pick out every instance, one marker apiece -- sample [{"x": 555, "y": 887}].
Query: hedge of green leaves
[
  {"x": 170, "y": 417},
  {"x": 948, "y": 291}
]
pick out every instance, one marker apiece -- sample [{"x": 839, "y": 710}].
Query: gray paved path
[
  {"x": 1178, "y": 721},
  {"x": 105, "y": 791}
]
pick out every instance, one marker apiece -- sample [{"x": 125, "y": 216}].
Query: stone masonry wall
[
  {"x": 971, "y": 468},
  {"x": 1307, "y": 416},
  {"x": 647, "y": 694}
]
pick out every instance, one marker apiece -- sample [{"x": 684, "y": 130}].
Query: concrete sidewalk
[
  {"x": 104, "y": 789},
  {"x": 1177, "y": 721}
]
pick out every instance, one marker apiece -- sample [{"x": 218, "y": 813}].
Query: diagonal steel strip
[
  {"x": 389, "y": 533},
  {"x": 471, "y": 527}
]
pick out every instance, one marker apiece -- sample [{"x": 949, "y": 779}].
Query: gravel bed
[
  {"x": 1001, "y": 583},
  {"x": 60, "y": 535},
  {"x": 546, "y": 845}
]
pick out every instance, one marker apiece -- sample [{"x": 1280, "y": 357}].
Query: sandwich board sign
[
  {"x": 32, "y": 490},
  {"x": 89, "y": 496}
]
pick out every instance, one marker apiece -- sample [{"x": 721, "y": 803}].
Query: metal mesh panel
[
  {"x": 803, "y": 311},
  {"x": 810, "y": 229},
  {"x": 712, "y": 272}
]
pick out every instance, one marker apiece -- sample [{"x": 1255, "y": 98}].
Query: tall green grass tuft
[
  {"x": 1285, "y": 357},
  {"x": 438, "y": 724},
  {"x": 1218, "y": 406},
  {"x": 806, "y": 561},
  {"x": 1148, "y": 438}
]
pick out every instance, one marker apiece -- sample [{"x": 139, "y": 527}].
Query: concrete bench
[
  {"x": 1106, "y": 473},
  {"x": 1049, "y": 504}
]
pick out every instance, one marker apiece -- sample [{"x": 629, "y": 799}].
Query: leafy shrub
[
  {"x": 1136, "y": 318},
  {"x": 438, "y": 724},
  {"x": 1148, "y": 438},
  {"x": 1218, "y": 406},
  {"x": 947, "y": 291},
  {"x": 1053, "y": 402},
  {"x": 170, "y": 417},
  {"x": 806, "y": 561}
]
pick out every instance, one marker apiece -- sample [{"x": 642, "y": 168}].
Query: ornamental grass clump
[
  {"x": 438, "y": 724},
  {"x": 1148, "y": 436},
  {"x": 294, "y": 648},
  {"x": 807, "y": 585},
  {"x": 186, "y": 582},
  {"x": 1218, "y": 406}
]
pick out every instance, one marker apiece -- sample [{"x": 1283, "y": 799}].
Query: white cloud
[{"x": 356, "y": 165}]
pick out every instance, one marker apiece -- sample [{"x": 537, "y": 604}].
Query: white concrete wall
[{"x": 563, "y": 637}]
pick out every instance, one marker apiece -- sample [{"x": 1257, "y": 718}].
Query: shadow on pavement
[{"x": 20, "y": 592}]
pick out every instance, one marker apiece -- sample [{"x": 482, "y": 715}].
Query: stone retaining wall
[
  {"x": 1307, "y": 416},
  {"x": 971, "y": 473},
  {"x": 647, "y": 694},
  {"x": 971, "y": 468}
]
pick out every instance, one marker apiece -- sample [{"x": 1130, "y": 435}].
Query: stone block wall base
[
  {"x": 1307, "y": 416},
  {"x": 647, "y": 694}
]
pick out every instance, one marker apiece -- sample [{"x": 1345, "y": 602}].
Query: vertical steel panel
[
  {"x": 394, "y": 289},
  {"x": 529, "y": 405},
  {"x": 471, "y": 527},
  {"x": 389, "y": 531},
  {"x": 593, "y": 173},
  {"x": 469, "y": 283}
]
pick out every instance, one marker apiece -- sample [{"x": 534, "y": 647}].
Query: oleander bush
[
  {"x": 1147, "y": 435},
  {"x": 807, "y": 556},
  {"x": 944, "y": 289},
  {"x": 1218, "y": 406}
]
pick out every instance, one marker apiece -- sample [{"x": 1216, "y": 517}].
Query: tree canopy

SET TASK: Reproduce all the data word for word.

OUTPUT FOR THIS TASK:
pick out every instance, one marker apiece -- sample [{"x": 555, "y": 887}].
Query: hedge of green leaves
[
  {"x": 170, "y": 417},
  {"x": 948, "y": 291}
]
pick out every instance, one marker apiece -- sample [{"x": 839, "y": 710}].
Query: gray paved path
[
  {"x": 1178, "y": 721},
  {"x": 105, "y": 791}
]
pick out every instance, one marker apiece -- sample [{"x": 125, "y": 216}].
Query: stone masonry wall
[
  {"x": 971, "y": 468},
  {"x": 1307, "y": 416},
  {"x": 647, "y": 694}
]
pick out every instance, one marker apiece -- sample [{"x": 684, "y": 130}].
Query: concrete sidewalk
[
  {"x": 104, "y": 789},
  {"x": 1177, "y": 721}
]
pick out every instance, one marker apiece -- sample [{"x": 218, "y": 813}].
Query: diagonal steel strip
[
  {"x": 389, "y": 533},
  {"x": 471, "y": 527}
]
pick out every instance, one marker apiece -- sample [{"x": 949, "y": 779}].
Query: gravel bed
[
  {"x": 1001, "y": 583},
  {"x": 60, "y": 535},
  {"x": 546, "y": 845}
]
pick out every instance, one marker apiece -- sample [{"x": 1280, "y": 357}].
Query: sandwich board sign
[
  {"x": 32, "y": 490},
  {"x": 89, "y": 496}
]
pick out every instance, one marker apiece -- sample [{"x": 721, "y": 803}].
Query: metal mesh panel
[
  {"x": 803, "y": 311},
  {"x": 810, "y": 229},
  {"x": 712, "y": 272}
]
pick out every instance, one marker apiece -- sample [{"x": 1255, "y": 98}].
Query: tall green grass tuft
[
  {"x": 1285, "y": 357},
  {"x": 438, "y": 724},
  {"x": 1218, "y": 406},
  {"x": 806, "y": 561},
  {"x": 1148, "y": 438}
]
pick out every instance, one marker apiece -- sample [{"x": 139, "y": 527}].
Query: concrete bench
[
  {"x": 1106, "y": 473},
  {"x": 1049, "y": 504}
]
pick out every instance, one marker apiece -- sample [{"x": 629, "y": 799}].
Query: leafy shrub
[
  {"x": 1136, "y": 318},
  {"x": 438, "y": 724},
  {"x": 1148, "y": 438},
  {"x": 1218, "y": 406},
  {"x": 947, "y": 291},
  {"x": 1053, "y": 402},
  {"x": 170, "y": 417},
  {"x": 806, "y": 561}
]
pick out every instance, one marker apiece -- sample [{"x": 642, "y": 168}].
Query: ornamental grass clump
[
  {"x": 438, "y": 724},
  {"x": 1148, "y": 436},
  {"x": 294, "y": 648},
  {"x": 807, "y": 585},
  {"x": 186, "y": 582},
  {"x": 1218, "y": 406}
]
pick out every instance, one marker apiece -- sample [{"x": 1283, "y": 799}].
Query: white cloud
[{"x": 356, "y": 165}]
pick out every instance, one marker apiece -- sample [{"x": 537, "y": 604}].
Query: white concrete wall
[{"x": 563, "y": 637}]
pick out every instance, one marker apiece -- sample [{"x": 1257, "y": 718}].
Query: shadow on pavement
[{"x": 20, "y": 592}]
pick out every instance, one marker apiece -- sample [{"x": 482, "y": 715}].
Query: stone retaining wall
[
  {"x": 1307, "y": 416},
  {"x": 971, "y": 473},
  {"x": 647, "y": 694},
  {"x": 971, "y": 468}
]
pick out every instance, one marker apiece -- sample [{"x": 1130, "y": 435}].
Query: stone block wall base
[
  {"x": 1307, "y": 416},
  {"x": 647, "y": 694}
]
pick out every instance, one marker apiece -- sample [{"x": 1345, "y": 602}].
Query: vertical steel panel
[
  {"x": 394, "y": 289},
  {"x": 529, "y": 405},
  {"x": 471, "y": 527},
  {"x": 389, "y": 531},
  {"x": 593, "y": 173},
  {"x": 469, "y": 283}
]
pick out every instance, one marker apiece -- sample [{"x": 534, "y": 647}].
Query: oleander bush
[
  {"x": 1147, "y": 435},
  {"x": 807, "y": 556},
  {"x": 944, "y": 289},
  {"x": 1218, "y": 406}
]
pick out every instance, one marker apiece -- sample [{"x": 1216, "y": 517}].
Query: tree canopy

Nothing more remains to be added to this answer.